#### Extract provided:
[Feature] Include CR UID in kuberay metrics #4003

YuxiaoWang-520 · 2025-08-28T07:22:32Z

Why are these changes needed?

This PR adds the Custom Resource (CR) UID field to KubeRay metrics to distinguish between custom resources with the same name. Previously, metrics only included name and namespace labels, which could cause ambiguity when a RayCluster or RayJob is deleted and later recreated with the same name in the same namespace.

The key improvements include:

Added uid label to all KubeRay metrics (RayCluster, RayJob and RayService metrics)
Updated metric collection methods to include the CR UID parameter
Enhanced metric uniqueness for better observability and monitoring

This change enables users to:

Distinguish between different instances of resources with identical names

Related issue number

Closes #3754

Testing Results

I have tested this feature with actual RayCluster and RayJob resources. Here are some examples from curl http://0.0.0.0:8080/metrics | grep uid:
RayCluster metrics with UID:

kuberay_cluster_info{name="test-metrics-v5",namespace="yanquan-test",owner_kind="None",uid="f1878f09-c183-4f51-b7a5-c4ebb9d19d94"} 1

RayJob metrics with UID:

kuberay_job_info{name="dc-samplev5",namespace="yanquan-test",uid="551484de-b938-4608-abf7-b019db0cd692"} 1

Checks

I've made sure the tests are passing.
Testing Strategy
- Unit tests
- Manual tests
- This PR is not tested :(

kevin85421 · 2025-08-28T18:01:39Z

cc @troychiu @win5923 @owenowenisme Would you mind reviewing this PR? Thanks.

Future-Outlier

LGTM, It looks pretty nice!

owenowenisme

LGTM, Thanks!

Future-Outlier

Can you provide a screenshot with UID in kuberay metrics? this will help a lot!

YuxiaoWang-520 · 2025-08-29T11:23:45Z

Can you provide a screenshot with UID in kuberay metrics? this will help a lot!

Hi there! I've captured 3 screenshots that correspond to three different metrics, and I can confirm that the UID is displaying correctly across all of them.

win5923

Thanks! I will open a follow up PR for ray doc and Grafana Dashboard.

rueian · 2025-08-30T18:29:39Z

Ping @troychiu for review.

troychiu

Thank you!

troychiu

Since #3923 has been merged, I think it would be better to include uid when we reset metrics.

kuberay/ray-operator/controllers/ray/metrics/ray_cluster_metrics.go

Line 94 in d56356b

    
           numCleanedUpMetrics := r.rayClusterProvisionedDurationSeconds.DeletePartialMatch(prometheus.Labels{"name": name, "namespace": namespace})

#### Material:
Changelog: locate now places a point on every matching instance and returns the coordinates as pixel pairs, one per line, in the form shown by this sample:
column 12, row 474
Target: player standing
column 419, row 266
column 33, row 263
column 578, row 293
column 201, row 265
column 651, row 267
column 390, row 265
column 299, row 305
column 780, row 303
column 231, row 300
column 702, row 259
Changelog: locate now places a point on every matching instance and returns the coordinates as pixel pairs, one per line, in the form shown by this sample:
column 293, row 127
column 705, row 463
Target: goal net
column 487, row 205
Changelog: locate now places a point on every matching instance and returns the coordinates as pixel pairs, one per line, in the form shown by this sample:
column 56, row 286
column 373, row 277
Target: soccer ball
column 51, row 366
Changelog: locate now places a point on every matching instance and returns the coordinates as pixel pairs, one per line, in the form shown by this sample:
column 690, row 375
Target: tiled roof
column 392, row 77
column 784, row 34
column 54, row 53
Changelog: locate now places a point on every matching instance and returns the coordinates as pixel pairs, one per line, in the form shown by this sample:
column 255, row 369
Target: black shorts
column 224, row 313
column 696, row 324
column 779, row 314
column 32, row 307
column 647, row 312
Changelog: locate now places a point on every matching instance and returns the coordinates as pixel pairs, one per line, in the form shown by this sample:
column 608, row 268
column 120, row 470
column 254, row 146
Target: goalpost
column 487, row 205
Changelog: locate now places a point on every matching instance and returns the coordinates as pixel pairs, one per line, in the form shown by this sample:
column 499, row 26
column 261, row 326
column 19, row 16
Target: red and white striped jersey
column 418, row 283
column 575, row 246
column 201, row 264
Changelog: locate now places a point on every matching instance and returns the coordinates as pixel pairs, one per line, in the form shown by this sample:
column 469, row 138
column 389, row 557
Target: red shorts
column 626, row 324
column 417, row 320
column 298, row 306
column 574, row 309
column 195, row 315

...

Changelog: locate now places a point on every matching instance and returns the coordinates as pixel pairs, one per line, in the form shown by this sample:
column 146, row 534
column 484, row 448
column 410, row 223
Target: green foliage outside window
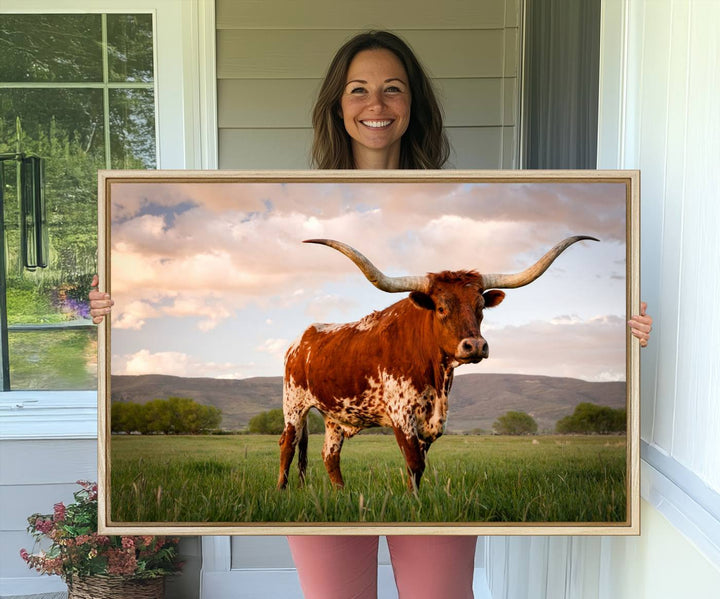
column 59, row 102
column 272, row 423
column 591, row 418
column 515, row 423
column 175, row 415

#### Problem details:
Answer these about the pull request thread on adding the CR UID to KubeRay metrics:
1. Which issue number does the change close?
2. How many screenshots did the author capture in reply to the screenshot request?
3. What did win5923 say a follow-up PR would cover?
The records aren't needed for this.

#### Reply:
1. #3754
2. Three
3. The Ray doc and the Grafana Dashboard